■ TASK:
Scan the material that follows for lines with "Each". Answer with how many there are, nothing else.

(SUPPLIED ENTRIES Opens)

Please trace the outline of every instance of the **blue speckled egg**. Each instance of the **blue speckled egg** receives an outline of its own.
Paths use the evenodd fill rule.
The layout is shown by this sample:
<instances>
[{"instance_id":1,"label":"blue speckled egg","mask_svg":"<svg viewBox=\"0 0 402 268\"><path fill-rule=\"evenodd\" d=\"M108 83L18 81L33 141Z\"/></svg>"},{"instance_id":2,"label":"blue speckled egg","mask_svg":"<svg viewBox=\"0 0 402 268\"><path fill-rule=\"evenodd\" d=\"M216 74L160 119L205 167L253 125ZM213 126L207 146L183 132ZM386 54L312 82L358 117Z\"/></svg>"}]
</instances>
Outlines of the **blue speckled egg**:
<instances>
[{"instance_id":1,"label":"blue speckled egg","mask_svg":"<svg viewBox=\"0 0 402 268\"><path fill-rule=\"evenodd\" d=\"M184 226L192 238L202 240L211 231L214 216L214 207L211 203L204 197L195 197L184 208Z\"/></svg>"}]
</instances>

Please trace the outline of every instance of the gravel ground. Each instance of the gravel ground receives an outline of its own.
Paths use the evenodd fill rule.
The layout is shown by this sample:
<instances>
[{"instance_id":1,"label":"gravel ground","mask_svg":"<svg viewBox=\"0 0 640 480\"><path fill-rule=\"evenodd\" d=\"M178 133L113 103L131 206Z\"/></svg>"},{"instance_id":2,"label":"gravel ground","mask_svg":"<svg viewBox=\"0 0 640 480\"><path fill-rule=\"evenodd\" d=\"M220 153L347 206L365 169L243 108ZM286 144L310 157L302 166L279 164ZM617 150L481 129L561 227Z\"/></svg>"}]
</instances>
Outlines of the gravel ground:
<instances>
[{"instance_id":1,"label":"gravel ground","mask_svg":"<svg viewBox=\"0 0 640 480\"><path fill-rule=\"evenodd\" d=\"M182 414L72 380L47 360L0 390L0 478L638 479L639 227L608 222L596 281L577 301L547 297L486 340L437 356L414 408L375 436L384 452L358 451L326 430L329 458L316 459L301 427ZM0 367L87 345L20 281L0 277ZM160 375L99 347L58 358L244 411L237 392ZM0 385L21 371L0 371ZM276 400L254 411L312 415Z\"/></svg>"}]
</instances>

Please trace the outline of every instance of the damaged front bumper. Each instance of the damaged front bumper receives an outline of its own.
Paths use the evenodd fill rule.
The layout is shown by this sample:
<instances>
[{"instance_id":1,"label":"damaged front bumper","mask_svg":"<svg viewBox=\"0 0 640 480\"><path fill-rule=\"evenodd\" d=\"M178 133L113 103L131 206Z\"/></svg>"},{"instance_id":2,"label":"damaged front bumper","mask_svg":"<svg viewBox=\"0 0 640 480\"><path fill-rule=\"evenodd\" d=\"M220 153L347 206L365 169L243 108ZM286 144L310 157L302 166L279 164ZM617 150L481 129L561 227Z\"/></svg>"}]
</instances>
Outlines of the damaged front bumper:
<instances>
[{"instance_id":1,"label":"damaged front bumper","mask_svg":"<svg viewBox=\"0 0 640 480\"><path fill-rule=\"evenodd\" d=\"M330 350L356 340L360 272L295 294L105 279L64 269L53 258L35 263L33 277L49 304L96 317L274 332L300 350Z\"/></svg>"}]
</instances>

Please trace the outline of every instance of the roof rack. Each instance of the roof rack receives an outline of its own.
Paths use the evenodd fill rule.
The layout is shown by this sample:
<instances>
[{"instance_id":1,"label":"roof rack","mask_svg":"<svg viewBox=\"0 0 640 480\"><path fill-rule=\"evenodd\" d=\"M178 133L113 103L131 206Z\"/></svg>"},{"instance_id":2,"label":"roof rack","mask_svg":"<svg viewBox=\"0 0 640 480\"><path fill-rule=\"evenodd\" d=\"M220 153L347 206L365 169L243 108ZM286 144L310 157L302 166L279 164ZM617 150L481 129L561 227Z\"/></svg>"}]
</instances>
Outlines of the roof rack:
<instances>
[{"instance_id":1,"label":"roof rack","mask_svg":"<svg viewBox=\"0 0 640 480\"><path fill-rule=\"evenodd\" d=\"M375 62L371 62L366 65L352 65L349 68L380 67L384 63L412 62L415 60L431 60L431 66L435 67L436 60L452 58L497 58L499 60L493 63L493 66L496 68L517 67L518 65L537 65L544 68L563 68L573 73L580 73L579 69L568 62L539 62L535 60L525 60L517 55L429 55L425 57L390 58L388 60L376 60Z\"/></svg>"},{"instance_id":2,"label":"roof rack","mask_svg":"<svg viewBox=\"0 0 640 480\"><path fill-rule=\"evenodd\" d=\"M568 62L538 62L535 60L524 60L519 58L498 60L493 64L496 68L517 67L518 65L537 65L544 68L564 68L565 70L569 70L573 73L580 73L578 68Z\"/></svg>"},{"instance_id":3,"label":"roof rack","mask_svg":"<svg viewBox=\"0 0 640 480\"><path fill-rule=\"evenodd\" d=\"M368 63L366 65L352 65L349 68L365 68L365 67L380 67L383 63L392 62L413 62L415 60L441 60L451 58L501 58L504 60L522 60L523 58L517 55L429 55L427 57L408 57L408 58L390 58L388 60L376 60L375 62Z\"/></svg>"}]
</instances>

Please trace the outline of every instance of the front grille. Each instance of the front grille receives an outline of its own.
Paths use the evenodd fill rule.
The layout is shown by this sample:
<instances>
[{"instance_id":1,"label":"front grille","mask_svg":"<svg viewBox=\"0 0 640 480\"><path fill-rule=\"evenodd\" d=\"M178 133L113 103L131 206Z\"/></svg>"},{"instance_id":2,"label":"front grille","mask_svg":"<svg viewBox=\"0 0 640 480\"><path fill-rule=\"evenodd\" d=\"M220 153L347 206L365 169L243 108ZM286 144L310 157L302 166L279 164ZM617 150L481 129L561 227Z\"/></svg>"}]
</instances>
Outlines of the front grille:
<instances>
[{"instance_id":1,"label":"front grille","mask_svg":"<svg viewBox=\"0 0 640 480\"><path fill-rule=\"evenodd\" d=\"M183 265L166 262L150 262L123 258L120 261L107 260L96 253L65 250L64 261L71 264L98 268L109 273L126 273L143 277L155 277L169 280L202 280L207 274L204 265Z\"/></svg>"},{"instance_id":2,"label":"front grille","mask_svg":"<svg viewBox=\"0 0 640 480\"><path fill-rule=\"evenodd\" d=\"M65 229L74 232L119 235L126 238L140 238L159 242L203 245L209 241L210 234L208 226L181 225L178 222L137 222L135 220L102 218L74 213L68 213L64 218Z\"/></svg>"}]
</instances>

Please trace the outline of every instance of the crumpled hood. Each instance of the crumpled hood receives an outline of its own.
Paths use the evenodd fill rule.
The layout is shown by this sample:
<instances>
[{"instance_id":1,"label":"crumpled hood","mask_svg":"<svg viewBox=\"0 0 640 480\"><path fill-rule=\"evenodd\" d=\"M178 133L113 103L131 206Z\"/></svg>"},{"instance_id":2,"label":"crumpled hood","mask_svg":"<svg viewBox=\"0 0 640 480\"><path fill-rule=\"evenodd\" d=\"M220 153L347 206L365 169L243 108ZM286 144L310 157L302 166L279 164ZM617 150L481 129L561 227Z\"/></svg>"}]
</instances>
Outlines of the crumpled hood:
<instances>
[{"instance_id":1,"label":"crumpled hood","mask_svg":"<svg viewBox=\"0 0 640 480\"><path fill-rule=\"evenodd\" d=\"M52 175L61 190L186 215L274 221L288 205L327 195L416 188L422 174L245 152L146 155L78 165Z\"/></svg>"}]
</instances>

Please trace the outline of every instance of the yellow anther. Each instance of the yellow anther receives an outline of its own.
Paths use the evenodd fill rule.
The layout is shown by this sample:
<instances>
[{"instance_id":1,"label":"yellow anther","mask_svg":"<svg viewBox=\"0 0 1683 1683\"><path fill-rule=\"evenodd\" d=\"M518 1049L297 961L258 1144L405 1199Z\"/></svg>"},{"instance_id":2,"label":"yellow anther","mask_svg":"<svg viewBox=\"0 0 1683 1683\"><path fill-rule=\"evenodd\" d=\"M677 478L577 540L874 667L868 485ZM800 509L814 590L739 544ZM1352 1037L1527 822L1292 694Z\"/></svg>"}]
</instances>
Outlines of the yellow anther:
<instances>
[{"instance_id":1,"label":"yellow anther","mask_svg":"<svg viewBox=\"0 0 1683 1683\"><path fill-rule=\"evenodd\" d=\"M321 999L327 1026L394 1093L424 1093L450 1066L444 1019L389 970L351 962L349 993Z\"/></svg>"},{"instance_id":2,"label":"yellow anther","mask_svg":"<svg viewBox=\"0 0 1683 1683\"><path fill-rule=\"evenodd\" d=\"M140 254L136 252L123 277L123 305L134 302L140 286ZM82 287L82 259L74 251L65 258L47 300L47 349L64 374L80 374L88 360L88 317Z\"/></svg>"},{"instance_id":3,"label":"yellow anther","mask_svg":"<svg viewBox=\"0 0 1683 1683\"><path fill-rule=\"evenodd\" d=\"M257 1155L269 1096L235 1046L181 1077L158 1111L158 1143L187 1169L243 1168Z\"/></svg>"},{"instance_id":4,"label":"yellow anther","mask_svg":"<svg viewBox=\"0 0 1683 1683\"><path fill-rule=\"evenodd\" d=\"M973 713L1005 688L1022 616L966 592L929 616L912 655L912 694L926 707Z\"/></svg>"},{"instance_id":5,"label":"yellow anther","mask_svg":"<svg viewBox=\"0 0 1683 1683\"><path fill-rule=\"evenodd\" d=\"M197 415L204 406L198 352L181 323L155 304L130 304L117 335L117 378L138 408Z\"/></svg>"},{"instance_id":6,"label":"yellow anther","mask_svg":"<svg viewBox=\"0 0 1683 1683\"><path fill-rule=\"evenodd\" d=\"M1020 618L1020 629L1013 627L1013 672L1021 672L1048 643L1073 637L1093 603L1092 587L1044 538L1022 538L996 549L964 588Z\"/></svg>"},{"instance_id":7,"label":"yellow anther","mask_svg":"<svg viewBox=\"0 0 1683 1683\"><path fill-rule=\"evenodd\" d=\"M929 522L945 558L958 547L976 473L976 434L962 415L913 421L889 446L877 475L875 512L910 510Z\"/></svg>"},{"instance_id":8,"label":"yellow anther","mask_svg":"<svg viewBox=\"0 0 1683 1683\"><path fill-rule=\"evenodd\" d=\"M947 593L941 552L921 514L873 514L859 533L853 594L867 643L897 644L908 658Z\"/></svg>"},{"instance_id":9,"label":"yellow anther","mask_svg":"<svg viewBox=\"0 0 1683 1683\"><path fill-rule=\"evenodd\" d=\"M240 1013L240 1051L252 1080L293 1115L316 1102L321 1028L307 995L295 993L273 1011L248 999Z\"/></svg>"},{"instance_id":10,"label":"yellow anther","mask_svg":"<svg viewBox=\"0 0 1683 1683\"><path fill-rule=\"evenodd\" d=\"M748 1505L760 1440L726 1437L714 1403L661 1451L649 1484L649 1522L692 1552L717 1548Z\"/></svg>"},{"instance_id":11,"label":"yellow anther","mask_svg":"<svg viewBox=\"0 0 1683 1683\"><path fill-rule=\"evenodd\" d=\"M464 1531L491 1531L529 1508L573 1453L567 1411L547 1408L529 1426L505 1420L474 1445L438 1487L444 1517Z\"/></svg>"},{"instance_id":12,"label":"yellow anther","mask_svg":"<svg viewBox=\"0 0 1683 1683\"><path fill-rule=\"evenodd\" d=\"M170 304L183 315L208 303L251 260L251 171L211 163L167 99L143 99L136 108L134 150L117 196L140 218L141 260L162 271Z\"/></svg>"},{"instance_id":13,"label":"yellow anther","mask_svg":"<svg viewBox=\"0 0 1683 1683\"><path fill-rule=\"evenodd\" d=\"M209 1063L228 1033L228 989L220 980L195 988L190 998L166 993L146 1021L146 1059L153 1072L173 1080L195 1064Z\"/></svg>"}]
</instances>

(SUPPLIED ENTRIES Closes)

■ EXPECTED ANSWER:
7